§ AIM OF THE EXERCISE: According to the Black Friday project description, who is the instructor?

§ READING TEXT:
● ● ● ●

Latest Update Date: 2018 Dec 8
Instructor : Tiffany Timbers
Teaching Assistant : Ali Mirza
Name | Slack Handle | Github.com | Link |
---|---|---|---|
Gilbert Lei | @Gilbert Lei |
@gilbertlei |
Gilbert's link |
Mengda Yu | @Mengda(Albert) Yu |
@mru4913 |
Albert's link |
This project is to analyze whether male and female make the same amount of purchase on Black Friday via a hypothesis test on a data set that contains the transactions made in a retail store on a Black Friday.
It follows the data analysis methodology shown below.
R for Data Science by Grolemund & Wickham source
A specific inferential question to be addressed by this project:
Is the amount of purchase made by male different from that made by female on Black Friday?
In this project, we defined our null hypothesis and alternative hypothesis.
- Null hypothesis: The mean purchase amount made by male is not different from the mean purchase amount made by female.
- Alternative hypothesis: The mean purchase amount made by male is different from the mean purchase amount made by female.

● ● ● ●

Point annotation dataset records

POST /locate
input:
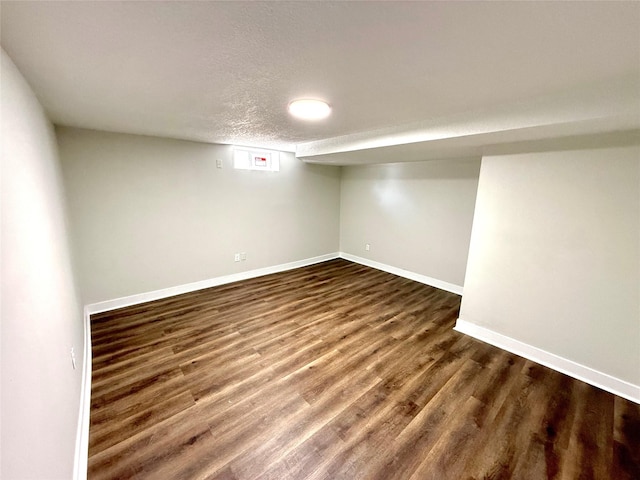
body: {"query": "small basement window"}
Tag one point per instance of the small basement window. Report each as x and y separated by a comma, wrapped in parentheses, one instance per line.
(253, 159)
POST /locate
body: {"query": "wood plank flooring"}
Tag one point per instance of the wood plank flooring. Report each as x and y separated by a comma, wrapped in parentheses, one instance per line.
(336, 371)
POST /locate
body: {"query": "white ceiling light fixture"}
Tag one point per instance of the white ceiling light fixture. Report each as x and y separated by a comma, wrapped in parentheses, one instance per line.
(308, 109)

● ● ● ●

§ RESULT: Tiffany Timbers